• _EXERCISE TASK_
Pick out each line in the listing below that contains the word "head" and copy those lines in full.

— Start of MATERIAL SUPPLIED —

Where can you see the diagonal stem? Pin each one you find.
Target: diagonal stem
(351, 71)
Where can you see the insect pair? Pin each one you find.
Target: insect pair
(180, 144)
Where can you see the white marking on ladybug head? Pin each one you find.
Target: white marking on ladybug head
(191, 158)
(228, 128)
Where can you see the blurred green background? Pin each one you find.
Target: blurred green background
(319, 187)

— End of MATERIAL SUPPLIED —
— Start of MATERIAL SUPPLIED —

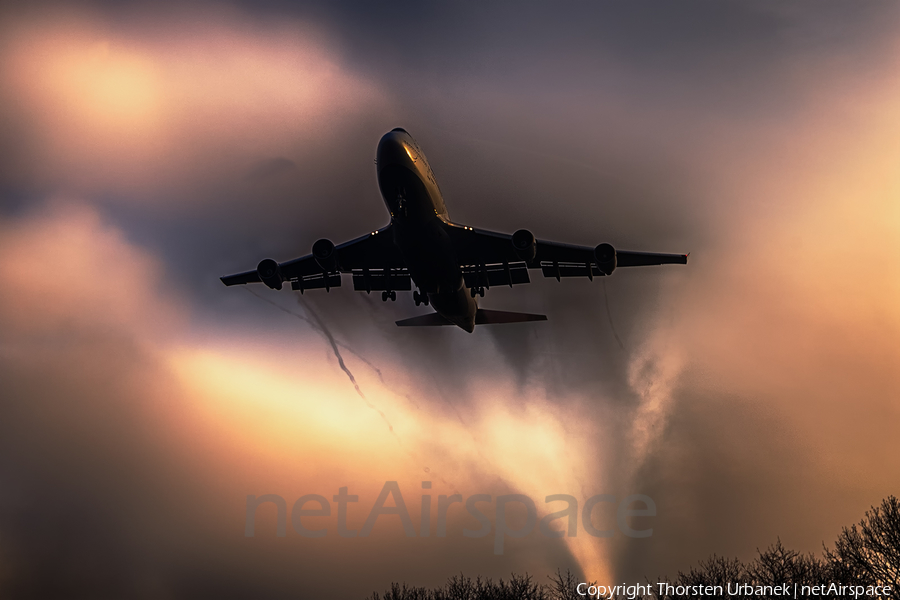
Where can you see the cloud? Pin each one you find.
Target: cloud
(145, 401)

— End of MATERIAL SUPPLIED —
— Start of MATERIAL SUPPLIED —

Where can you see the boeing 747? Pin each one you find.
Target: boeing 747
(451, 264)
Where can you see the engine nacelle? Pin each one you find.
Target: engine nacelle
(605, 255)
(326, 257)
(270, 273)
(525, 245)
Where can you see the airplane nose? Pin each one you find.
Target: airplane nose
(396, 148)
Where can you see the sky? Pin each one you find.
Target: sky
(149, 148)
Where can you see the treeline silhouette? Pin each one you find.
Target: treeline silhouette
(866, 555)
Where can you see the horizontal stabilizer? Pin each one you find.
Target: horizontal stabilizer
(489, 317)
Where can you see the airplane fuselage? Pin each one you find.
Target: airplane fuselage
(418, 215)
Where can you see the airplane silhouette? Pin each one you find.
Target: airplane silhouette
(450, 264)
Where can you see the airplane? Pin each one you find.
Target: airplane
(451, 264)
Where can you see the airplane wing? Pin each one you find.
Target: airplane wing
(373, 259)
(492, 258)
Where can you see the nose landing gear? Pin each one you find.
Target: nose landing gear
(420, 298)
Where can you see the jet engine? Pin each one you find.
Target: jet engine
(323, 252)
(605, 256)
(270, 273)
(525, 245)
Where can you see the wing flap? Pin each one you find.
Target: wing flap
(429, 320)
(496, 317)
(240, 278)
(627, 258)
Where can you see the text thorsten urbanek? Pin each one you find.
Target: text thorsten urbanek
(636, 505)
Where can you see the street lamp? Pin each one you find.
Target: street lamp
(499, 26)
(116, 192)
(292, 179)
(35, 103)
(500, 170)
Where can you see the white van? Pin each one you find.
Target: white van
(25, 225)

— End of MATERIAL SUPPLIED —

• _ANSWER TO THIS TASK_
Where can you see the white marking on ladybug head? Pin each one you find.
Target: white marking on ladybug head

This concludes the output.